### Input for this task
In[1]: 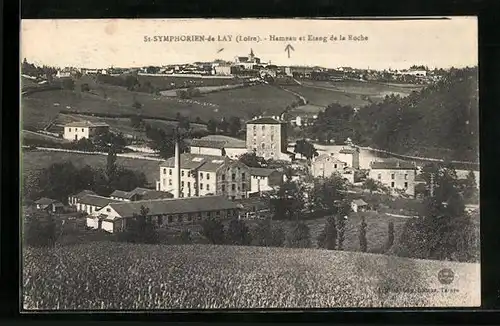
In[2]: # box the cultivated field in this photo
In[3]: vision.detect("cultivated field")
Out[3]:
[21,151,160,185]
[22,242,480,309]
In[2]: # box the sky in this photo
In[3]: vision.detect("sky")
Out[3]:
[21,17,478,69]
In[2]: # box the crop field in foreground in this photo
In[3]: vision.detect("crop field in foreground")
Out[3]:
[23,242,480,309]
[21,151,160,185]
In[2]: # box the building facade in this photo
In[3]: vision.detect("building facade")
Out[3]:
[311,153,347,178]
[63,121,109,141]
[246,117,290,160]
[368,161,417,196]
[157,153,250,199]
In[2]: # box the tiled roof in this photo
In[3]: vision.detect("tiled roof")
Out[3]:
[64,121,109,128]
[80,195,120,207]
[35,197,57,205]
[191,139,226,149]
[247,117,281,125]
[200,135,247,148]
[352,199,368,206]
[370,161,417,170]
[160,153,231,172]
[110,196,238,217]
[250,168,277,177]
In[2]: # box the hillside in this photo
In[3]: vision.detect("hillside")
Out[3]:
[23,242,480,309]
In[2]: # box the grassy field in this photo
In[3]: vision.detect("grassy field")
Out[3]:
[201,85,297,118]
[21,151,160,185]
[22,242,480,310]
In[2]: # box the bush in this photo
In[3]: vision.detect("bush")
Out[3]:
[288,222,311,248]
[227,219,252,246]
[202,218,225,244]
[23,212,58,247]
[317,216,337,250]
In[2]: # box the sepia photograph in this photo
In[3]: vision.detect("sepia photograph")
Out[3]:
[19,16,481,313]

### Work to do
Copy every row above word for word, leaving out the picture.

### Task solution
In[1]: 
In[2]: # box the cultivated field in this photo
In[3]: vision.detect("cultivated field")
Out[3]:
[21,151,160,185]
[22,242,480,309]
In[2]: # box the sky in this photo
In[3]: vision.detect("sky")
Out[3]:
[21,17,478,69]
In[2]: # box the crop field in foreground in this photo
In[3]: vision.detect("crop field in foreground")
Out[3]:
[23,242,480,309]
[21,151,160,185]
In[2]: # box the building facade in this photo
In[3]: vision.detect("building facade")
Out[3]:
[311,153,347,178]
[63,121,109,141]
[246,117,290,160]
[368,161,417,196]
[157,153,250,199]
In[2]: # box the tiled roof in this photo
In[3]: vision.detect("tiled roof")
Out[3]:
[64,121,109,128]
[80,195,120,207]
[35,197,57,205]
[191,139,226,149]
[247,117,281,125]
[200,135,247,148]
[352,199,368,206]
[370,161,417,170]
[160,153,231,172]
[110,196,238,217]
[250,168,277,177]
In[2]: # box the hillside in this photo
In[3]: vision.detect("hillside")
Out[3]:
[23,242,480,309]
In[2]: # box the grassy field in this photo
In[3]: vision.detect("grassy field")
Out[3]:
[201,85,297,118]
[21,151,160,185]
[22,242,480,310]
In[2]: # box the bush in this photo
In[3]: vision.detect("bush")
Out[3]:
[288,222,311,248]
[227,219,252,246]
[202,218,225,244]
[23,212,58,247]
[317,216,337,250]
In[2]: # box the sepia photograph in this photo
In[3]: vision.detect("sepia photograph")
Out[3]:
[19,16,481,313]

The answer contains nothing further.